• _SOURCE_
= = = = = = =

Men Are Just Happier People --
What do you expect from such simple creatures?
Your last name stays put.
The garage is all yours.
Wedding plans take care of themselves.
Chocolate is just another snack...
You can be President.
You can never be pregnant.
this is so true
You can wear a white T-shirt to a water park.
You can wear NO shirt to a water park.
Car mechanics tell you the truth.
The world is your urinal.
You never have to drive to another gas station restroom because this one is just too icky.
You don't have to stop and think of which way to turn a nut on a bolt.
Same work, more pay.
Wrinkles add character.
Wedding dress $5000. Tux rental $100.
People never stare at your chest when you're talking to them.
New shoes don't cut, blister, or mangle your feet.
One mood all the time.
Phone conversations are over in 30 seconds flat.
You know stuff about tanks.
A five-day vacation requires only one suitcase.
You can open all your own jars.
You get extra credit for the slightest act of thoughtfulness.
If someone forgets to invite you,
He or she can still be your friend.
Your underwear is $8.95 for a three-pack.
Three pairs of shoes are more than enough..
You almost never have strap problems in public.
You are unable to see wrinkles in your clothes..
Everything on your face stays its original color.
The same hairstyle lasts for years, even decades.
You only have to shave your face and neck.
You can play with toys all your life.
One wallet and one pair of shoes -- one color for all seasons.
You can wear shorts no matter how your legs look.
You can 'do' your nails with a pocket knife.
You have freedom of choice concerning growing a mustache.
You can do Christmas shopping for 25 relatives On December 24 in 25 minutes

John of Phoenix
06-13-2012, 11:54 AM
Life is good.

= = = = = = =

• _SUPPLIED MATERIAL_

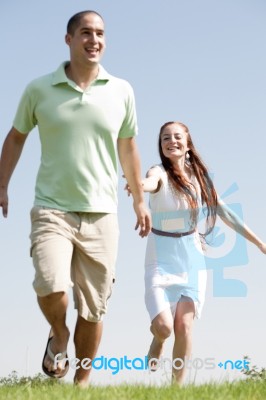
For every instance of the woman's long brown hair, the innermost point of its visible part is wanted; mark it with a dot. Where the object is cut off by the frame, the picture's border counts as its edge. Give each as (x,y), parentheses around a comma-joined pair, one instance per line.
(208,192)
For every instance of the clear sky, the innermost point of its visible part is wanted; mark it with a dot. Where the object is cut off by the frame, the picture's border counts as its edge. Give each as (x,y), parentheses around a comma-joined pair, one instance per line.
(199,62)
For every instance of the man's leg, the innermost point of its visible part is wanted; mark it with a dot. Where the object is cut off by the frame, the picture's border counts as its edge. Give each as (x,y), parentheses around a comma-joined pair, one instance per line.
(54,308)
(87,339)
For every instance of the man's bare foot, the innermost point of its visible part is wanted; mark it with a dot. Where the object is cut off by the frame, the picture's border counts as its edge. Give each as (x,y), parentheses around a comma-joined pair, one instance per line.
(83,384)
(154,354)
(55,363)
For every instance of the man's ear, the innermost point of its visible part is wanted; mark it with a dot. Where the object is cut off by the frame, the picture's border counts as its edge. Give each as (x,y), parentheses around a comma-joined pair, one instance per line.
(67,39)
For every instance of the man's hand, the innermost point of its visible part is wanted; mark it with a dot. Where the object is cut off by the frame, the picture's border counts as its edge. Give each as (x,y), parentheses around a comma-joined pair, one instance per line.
(143,219)
(262,247)
(4,201)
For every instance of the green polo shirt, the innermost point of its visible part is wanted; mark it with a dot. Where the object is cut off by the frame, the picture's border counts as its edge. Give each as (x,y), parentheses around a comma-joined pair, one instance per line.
(78,132)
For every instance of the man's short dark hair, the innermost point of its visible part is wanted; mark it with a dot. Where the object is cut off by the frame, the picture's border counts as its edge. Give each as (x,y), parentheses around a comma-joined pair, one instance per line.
(74,21)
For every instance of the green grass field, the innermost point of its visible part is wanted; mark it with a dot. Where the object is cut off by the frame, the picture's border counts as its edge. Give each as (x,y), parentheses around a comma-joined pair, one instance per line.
(46,389)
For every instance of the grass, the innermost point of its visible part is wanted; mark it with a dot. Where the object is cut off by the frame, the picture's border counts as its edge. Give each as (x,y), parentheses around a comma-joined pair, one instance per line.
(40,388)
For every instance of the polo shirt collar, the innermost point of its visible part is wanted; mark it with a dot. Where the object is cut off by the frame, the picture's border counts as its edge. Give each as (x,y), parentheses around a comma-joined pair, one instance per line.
(60,75)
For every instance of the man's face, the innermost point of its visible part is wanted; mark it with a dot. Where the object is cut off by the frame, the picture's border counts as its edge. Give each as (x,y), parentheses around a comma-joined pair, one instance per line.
(87,44)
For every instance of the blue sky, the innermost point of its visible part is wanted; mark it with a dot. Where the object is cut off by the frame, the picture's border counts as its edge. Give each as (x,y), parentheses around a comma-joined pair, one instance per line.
(199,62)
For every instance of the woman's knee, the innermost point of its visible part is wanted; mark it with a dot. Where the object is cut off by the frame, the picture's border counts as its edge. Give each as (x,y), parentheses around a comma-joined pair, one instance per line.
(162,328)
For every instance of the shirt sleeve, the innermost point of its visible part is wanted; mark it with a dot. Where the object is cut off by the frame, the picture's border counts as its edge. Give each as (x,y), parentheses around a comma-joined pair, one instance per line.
(25,120)
(129,127)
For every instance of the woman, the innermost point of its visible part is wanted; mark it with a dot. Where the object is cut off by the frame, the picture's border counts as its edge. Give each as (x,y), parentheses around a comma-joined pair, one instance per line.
(175,272)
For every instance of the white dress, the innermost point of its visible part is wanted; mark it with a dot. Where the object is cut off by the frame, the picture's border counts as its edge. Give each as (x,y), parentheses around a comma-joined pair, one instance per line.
(174,267)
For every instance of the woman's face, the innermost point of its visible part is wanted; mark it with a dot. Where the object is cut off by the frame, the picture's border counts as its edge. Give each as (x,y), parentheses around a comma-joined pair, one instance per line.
(174,142)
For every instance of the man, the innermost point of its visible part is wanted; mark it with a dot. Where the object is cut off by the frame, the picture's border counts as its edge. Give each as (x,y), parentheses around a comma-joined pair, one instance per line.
(85,118)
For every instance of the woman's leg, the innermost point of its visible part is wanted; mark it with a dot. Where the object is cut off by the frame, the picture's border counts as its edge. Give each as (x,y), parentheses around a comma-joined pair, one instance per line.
(161,328)
(183,323)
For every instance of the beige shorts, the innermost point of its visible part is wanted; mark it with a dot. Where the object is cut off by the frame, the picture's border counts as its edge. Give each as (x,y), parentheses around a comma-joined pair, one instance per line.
(75,250)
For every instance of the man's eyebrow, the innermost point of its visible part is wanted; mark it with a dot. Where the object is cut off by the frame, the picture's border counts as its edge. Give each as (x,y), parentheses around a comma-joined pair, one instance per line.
(87,28)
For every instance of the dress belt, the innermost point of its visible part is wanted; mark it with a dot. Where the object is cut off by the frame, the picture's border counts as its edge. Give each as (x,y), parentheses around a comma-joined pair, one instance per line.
(171,234)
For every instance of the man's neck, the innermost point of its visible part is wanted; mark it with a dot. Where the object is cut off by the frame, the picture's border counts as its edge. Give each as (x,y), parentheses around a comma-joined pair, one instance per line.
(82,76)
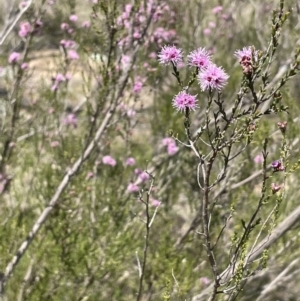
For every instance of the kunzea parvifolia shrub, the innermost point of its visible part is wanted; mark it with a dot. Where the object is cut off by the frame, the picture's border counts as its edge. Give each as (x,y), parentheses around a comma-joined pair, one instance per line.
(148,150)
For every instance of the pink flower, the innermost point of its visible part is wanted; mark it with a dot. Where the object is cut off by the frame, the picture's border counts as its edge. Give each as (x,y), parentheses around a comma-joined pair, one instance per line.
(277,166)
(138,84)
(132,188)
(54,144)
(72,54)
(14,57)
(130,161)
(171,145)
(184,101)
(172,149)
(73,18)
(152,55)
(199,58)
(108,160)
(86,24)
(207,31)
(282,126)
(245,54)
(24,66)
(258,159)
(25,29)
(144,176)
(212,77)
(138,171)
(204,280)
(275,187)
(64,26)
(217,9)
(71,119)
(68,43)
(167,141)
(155,203)
(130,113)
(170,54)
(89,175)
(59,78)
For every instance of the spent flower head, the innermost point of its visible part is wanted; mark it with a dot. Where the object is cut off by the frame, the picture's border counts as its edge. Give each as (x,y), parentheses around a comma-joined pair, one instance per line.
(170,54)
(184,100)
(199,58)
(212,77)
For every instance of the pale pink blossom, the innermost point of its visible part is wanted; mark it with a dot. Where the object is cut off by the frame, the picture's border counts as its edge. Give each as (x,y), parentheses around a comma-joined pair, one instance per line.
(108,160)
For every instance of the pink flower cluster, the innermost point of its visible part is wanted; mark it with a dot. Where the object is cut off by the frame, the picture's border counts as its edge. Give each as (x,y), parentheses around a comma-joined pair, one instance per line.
(108,160)
(184,100)
(71,119)
(210,76)
(57,80)
(170,143)
(25,29)
(247,56)
(138,84)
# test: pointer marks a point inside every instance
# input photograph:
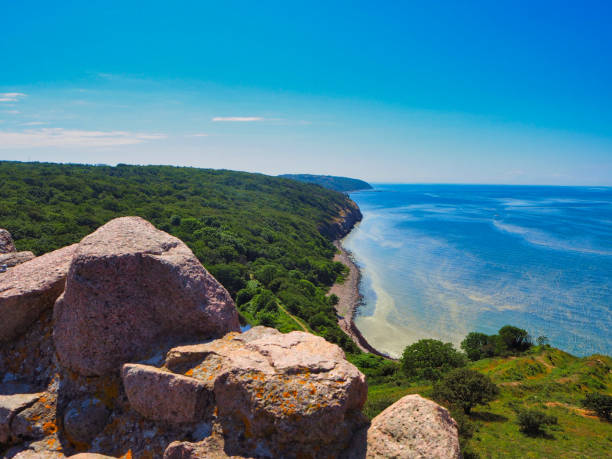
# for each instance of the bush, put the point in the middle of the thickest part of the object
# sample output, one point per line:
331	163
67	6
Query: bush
465	388
532	421
515	339
601	404
430	359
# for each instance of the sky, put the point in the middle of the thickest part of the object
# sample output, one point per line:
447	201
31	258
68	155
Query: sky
512	92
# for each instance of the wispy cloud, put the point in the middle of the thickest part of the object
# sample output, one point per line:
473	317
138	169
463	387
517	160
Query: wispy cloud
11	96
236	119
58	137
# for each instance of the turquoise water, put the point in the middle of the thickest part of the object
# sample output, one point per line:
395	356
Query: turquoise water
439	261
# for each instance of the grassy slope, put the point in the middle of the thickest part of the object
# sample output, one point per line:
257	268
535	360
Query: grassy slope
547	379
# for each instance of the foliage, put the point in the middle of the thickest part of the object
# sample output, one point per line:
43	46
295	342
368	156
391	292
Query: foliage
514	338
430	359
509	340
465	388
532	421
333	183
600	404
241	226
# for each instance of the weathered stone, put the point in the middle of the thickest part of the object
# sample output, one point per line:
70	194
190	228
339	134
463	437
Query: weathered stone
38	420
10	406
160	395
278	395
90	456
31	287
413	427
210	448
130	288
15	258
84	419
6	242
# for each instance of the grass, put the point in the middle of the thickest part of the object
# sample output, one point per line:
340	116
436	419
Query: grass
545	378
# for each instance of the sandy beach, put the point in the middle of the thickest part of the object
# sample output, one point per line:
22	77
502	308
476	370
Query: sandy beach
350	299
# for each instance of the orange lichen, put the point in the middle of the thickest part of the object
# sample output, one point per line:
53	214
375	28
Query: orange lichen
49	428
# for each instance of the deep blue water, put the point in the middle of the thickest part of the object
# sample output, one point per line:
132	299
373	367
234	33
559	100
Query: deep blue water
439	261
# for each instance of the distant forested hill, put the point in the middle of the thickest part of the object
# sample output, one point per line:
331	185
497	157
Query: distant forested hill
343	184
259	235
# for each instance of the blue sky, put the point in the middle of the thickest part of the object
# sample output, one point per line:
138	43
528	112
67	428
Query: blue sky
477	92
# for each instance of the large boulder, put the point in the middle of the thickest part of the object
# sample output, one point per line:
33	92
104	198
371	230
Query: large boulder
10	406
6	242
130	289
278	395
413	427
164	396
30	288
15	258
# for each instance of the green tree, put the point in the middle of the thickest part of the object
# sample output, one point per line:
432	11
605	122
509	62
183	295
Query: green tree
474	345
465	388
514	338
430	358
533	421
601	404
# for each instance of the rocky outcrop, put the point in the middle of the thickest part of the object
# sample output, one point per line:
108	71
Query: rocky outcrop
131	287
164	396
413	427
141	357
30	288
278	395
6	242
10	406
348	215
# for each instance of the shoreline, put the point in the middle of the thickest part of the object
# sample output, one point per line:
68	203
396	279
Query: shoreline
350	299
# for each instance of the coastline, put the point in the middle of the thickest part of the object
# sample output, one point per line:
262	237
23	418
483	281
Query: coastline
350	299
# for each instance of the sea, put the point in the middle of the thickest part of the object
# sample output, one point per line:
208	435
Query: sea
440	261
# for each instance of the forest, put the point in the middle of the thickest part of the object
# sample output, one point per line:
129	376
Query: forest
258	235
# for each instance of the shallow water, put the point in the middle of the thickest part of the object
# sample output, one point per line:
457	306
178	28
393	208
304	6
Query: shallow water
439	261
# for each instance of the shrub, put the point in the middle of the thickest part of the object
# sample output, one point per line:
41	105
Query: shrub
532	421
601	404
465	388
430	358
514	338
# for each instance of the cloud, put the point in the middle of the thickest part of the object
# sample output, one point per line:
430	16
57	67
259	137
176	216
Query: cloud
236	119
58	137
11	96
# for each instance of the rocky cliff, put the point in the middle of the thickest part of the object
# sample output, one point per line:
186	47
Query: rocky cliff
125	346
347	216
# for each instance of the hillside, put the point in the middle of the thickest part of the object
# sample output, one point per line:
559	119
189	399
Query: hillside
343	184
545	378
261	236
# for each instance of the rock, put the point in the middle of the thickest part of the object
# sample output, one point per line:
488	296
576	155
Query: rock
31	287
130	288
413	427
210	448
160	395
84	419
38	420
15	258
6	242
10	406
278	395
90	456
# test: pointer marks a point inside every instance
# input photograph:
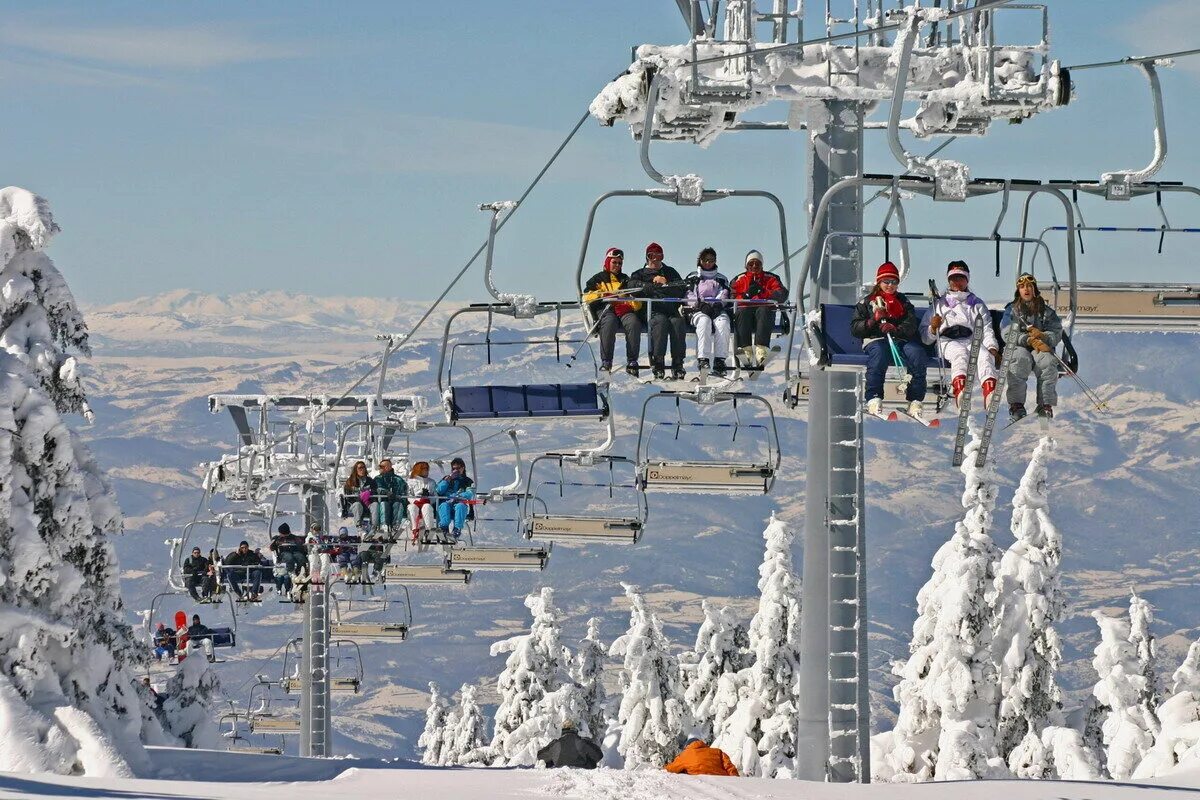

= = = = = = =

• _PROBLEM DETAILS_
In the list of reasons men are happier, what price is given for a three-pack of underwear?

• _ANSWER TO THIS PROBLEM_
$8.95